_BRIEF 1_
In the text on France's seasons, condense the paragraph beginning "The beginning of each season" into a single shorter sentence that keeps its main facts.
_BRIEF 2_
Carry the text on France's seasons forward from its last sentence.

>> BEGIN TEXT TO READ

There are four seasons in France, each lasting about three months.
Although there are many regional differences, summers in France are warm in general and winters are cold.
The beginning of each season is marked by spring and fall equinoxes and the summer and winter solstices. These seasons or their changes have been marked by celebrations and festivals since time immemorial.
Things you'll find in this article
- France Seasons – Best Time To Visit France
- France Seasons In French
- Spring in France
- Summer in France
- Autumn in France
- Winter in France
- France Seasons By Month Guide
France Seasons – Best Time To Visit France
Read on to find out the four seasons in France, the best places to visit, and the events and festivals held at each season.
France Seasons In French
For your quick guide, here is the list of the seasons of the year in French.

>> END TEXT TO READ
>> BEGIN GIVEN ENTRIES

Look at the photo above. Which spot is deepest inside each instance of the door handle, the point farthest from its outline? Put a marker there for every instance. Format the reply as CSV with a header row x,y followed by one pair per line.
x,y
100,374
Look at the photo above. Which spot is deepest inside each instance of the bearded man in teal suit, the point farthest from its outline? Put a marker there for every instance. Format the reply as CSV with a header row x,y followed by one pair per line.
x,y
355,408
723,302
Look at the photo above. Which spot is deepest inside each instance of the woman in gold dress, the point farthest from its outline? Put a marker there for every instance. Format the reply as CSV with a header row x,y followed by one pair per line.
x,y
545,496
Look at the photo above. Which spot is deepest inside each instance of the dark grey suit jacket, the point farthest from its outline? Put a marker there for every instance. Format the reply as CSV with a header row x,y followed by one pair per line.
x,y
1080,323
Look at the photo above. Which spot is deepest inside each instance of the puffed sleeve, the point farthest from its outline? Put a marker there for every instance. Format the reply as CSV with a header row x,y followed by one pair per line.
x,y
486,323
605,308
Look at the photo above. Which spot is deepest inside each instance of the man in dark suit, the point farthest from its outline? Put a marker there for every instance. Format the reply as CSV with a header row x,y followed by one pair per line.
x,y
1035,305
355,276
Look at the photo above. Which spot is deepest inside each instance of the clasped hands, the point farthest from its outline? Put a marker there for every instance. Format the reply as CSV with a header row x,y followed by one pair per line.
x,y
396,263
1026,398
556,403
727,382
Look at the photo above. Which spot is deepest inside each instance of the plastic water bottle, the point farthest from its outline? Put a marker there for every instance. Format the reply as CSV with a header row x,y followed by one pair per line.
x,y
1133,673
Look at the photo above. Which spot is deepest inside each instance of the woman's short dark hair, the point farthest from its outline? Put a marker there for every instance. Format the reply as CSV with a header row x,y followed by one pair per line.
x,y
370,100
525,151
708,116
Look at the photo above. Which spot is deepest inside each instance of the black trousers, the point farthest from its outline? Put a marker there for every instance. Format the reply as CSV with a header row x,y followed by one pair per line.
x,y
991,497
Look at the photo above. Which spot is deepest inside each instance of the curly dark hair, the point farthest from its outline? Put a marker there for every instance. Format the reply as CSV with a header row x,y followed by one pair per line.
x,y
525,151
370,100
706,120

>> END GIVEN ENTRIES

_WRITTEN REPLY 1_
The equinoxes and solstices mark the start of each season, and these seasons and their changes have been celebrated with festivals since time immemorial.

_WRITTEN REPLY 2_
Spring in France
Weather is typically warm and sunny in the spring, with the gentle green and first flowers creating such an extraordinary atmosphere. It’s the time of year when rivers overflow and every town and village is decorated with colors and swathed by fragrances.
I must say, spring is definitely the most romantic season in France! For the French, it is the traditional wedding season so streets in France are filled with wedding processions.
It’s also the time of year when flower festivals occur left and right.
- Months: March, April, May, and June
- Average Temperature: 5°C (41°F) to 20°C (68°F)
- Average Rain: 30mm (1.2”) to 50mm (2”) of precipitation
- Average Sunshine: 5 to 7 hours daily
Popular Events/Festivals in France in Spring:
Roland Garros/The French Open in Paris, the Cannes Film Festival in the French Riviera, Kite and Wind Festival in Châtelaillon-Plage, Bayonne Chocolate Festival in Bayonne, and a number of flower festivals all throughout France.
Best Places to Visit in France in Spring:
Arcachon Bay, a small inland sea on the southwest coast of France, is known for its world-class oysters and its exceptional natural heritage.
Enjoy a couple of oysters (or a dozen) at oyster-farming ports such as Andernos, Cap Ferret, Gujan-Mestras, and L’Herbe.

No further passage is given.